:: Exercise details ::
Write out the data below in full, unchanged, minus the images.

[start of Supplied entries]

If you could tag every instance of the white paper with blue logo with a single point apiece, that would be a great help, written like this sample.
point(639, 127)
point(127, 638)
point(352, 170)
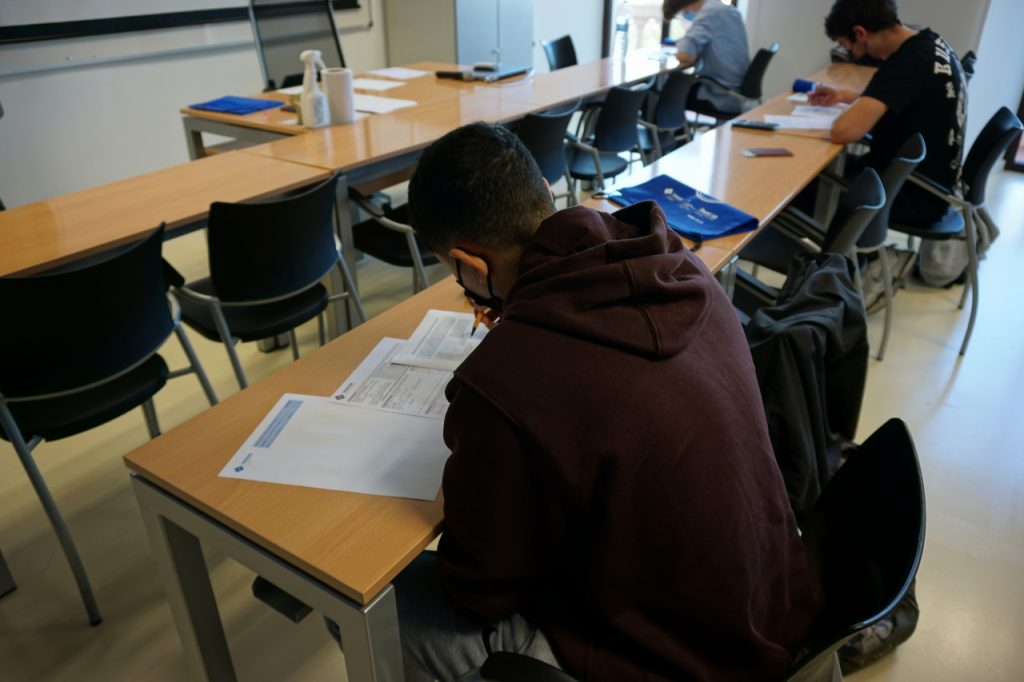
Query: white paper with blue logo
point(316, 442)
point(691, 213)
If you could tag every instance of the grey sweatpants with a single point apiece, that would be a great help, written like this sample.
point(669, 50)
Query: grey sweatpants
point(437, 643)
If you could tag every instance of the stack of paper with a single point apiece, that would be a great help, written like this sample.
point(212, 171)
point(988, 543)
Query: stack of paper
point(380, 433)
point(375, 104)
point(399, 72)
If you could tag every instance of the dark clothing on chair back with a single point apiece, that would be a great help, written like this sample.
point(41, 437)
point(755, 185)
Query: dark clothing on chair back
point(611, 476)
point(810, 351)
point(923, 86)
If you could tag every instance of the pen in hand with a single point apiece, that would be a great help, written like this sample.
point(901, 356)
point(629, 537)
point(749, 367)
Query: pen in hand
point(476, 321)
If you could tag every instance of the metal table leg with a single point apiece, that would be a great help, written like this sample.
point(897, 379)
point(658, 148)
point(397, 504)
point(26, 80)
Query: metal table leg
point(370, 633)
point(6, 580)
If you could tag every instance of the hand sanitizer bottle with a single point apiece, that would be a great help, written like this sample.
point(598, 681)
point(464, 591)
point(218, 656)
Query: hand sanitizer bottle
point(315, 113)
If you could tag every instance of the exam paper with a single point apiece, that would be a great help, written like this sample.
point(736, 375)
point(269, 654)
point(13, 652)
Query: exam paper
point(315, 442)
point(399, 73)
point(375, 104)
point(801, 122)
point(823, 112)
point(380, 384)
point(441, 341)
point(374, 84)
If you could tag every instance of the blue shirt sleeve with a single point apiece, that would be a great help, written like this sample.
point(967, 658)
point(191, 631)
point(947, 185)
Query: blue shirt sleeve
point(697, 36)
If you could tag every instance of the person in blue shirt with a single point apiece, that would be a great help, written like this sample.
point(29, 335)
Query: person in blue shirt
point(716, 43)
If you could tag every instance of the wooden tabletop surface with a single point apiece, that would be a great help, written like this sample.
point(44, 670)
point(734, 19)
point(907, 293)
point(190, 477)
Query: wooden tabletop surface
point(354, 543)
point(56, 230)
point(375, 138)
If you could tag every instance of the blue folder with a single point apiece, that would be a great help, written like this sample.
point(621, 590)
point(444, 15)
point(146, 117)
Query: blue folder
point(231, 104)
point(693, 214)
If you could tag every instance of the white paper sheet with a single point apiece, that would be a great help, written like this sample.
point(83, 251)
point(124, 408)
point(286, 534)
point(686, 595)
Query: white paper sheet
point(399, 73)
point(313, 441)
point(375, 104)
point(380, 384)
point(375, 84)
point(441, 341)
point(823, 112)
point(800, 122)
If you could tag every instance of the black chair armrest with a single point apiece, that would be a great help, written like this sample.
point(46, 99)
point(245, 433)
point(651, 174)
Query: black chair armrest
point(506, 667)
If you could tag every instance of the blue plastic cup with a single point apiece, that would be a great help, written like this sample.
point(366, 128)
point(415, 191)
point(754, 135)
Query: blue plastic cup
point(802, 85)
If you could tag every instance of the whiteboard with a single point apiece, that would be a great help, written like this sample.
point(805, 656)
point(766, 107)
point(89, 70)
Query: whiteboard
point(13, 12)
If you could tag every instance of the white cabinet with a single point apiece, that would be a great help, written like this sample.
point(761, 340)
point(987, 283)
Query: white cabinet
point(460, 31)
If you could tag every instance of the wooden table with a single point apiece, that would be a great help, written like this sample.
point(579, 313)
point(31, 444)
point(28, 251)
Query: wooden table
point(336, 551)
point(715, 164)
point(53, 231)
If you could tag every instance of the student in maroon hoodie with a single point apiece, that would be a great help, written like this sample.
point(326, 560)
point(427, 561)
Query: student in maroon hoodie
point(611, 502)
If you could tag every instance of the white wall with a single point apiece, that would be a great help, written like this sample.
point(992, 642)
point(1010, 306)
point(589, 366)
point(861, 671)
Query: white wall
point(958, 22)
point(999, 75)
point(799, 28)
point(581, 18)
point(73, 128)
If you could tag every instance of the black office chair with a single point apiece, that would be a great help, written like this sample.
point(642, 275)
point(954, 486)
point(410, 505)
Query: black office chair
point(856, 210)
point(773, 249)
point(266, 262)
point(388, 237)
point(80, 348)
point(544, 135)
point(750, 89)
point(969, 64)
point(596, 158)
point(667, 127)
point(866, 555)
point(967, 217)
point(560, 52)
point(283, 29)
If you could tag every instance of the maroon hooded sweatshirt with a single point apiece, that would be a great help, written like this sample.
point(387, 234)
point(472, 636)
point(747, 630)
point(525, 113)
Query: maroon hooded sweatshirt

[end of Supplied entries]

:: Problem solution ::
If you could tag every instance of the white paper with blue logo with a single point apiece, that would be a great help, written like this sample.
point(639, 127)
point(127, 638)
point(352, 170)
Query: white paper with blue logo
point(316, 442)
point(691, 213)
If you could tag every instance of the grey sweatpants with a single point apiece, that would be a great help, written like this sample.
point(669, 50)
Query: grey sweatpants
point(437, 643)
If you could tag every instance of the stack of paper with a single point apiece, that would be a great help, written like this sample.
point(212, 171)
point(988, 543)
Query: stack of paper
point(380, 433)
point(375, 104)
point(399, 72)
If you could tag every instance of the dark clothing on chair back with a single point apiece, that would be a great help, written like this sample.
point(41, 437)
point(755, 185)
Query: dark clothing on chair back
point(611, 476)
point(810, 351)
point(923, 86)
If you could tag every instance of the pen in hand with a single point apiece, that would be a great help, written like this sample.
point(901, 356)
point(629, 537)
point(749, 367)
Query: pen in hand
point(476, 321)
If you could tag every instance of the metal table leg with a single point apiece, that would be a great help, written like this sample.
point(897, 379)
point(658, 148)
point(397, 504)
point(26, 80)
Query: metal table leg
point(370, 633)
point(6, 580)
If you could tag every instance of the hand sanitizer bottle with a single point apiece, that would be a great help, written like this sample.
point(598, 681)
point(464, 591)
point(218, 656)
Query: hand sanitizer bottle
point(315, 113)
If you could tag every instance of the exam paper with a single point apiece, that would be a great help, written like this sample.
point(736, 375)
point(269, 654)
point(13, 652)
Query: exam paper
point(315, 442)
point(399, 73)
point(375, 104)
point(801, 122)
point(823, 112)
point(380, 384)
point(441, 341)
point(374, 84)
If you could tag every instance of the blue shirt sleeve with a single point apiece, that would be a great help, written like this sample.
point(967, 658)
point(191, 631)
point(947, 185)
Query: blue shirt sleeve
point(697, 36)
If you could tag every instance of the person in blue shirt with a single point apiece, that would be a great help, written like this sample.
point(29, 335)
Query: person in blue shirt
point(716, 43)
If you could tag every instance of the wooden tabletop surface with a single point apiece, that would be a great help, written like this sample.
point(44, 670)
point(734, 19)
point(907, 293)
point(190, 477)
Query: wooden tabletop surface
point(354, 543)
point(56, 230)
point(375, 138)
If you could tag every instance of the blue folder with a single point apiece, that would be a great help, written like this sample.
point(621, 590)
point(444, 15)
point(146, 117)
Query: blue folder
point(231, 104)
point(693, 214)
If you could tag every instance of the white paper sheet with a single point apiece, that would be a great help, written like this sample.
point(83, 251)
point(124, 408)
point(286, 534)
point(686, 595)
Query: white paper sheet
point(399, 73)
point(313, 441)
point(375, 104)
point(380, 384)
point(375, 84)
point(441, 341)
point(823, 112)
point(800, 122)
If you could tag every instance of the black chair armrest with a single point apiece, that would be a great help, written like this sample.
point(46, 99)
point(245, 433)
point(651, 174)
Query: black chair armrest
point(506, 667)
If you could tag every instance of the blue plastic cup with a single point apiece, that would be a great help, written like this sample.
point(366, 128)
point(415, 191)
point(754, 135)
Query: blue plastic cup
point(802, 85)
If you could tag every instance of the whiteboard with a single point apiece, that would be a great help, written like this sample.
point(805, 656)
point(766, 107)
point(89, 70)
Query: whiteboard
point(13, 12)
If you could tag every instance of the white cabinet with a single point apiece, that would be a great help, written like this sample.
point(761, 340)
point(987, 283)
Query: white cabinet
point(460, 31)
If you could tag every instance of the wooden table with a single point apiece, that would be a great help, written like this sample.
point(579, 313)
point(31, 444)
point(28, 251)
Query: wooden table
point(336, 551)
point(715, 164)
point(53, 231)
If you could tag every instance of the student in maroon hoodie with a single point apiece, that would be a great help, written like this sample.
point(326, 560)
point(427, 561)
Query: student in maroon hoodie
point(611, 502)
If you could tag every instance of the white wall with a single point apiece, that would be a great help, written like this sample.
point(992, 642)
point(1010, 306)
point(589, 366)
point(861, 671)
Query: white wall
point(958, 22)
point(999, 75)
point(799, 28)
point(581, 18)
point(73, 128)
If you could tag every instance of the black office chair with a single point apiece, that would be a great help, written like this sample.
point(642, 275)
point(954, 486)
point(410, 505)
Query: black office chair
point(856, 210)
point(773, 249)
point(266, 262)
point(388, 237)
point(80, 348)
point(544, 135)
point(750, 89)
point(969, 64)
point(596, 158)
point(667, 127)
point(866, 555)
point(967, 217)
point(560, 52)
point(283, 29)
If you could tag every instance of the maroon hooded sweatshirt with a single point apiece, that would be a great help, written like this sample.
point(387, 234)
point(472, 636)
point(747, 630)
point(525, 113)
Query: maroon hooded sweatshirt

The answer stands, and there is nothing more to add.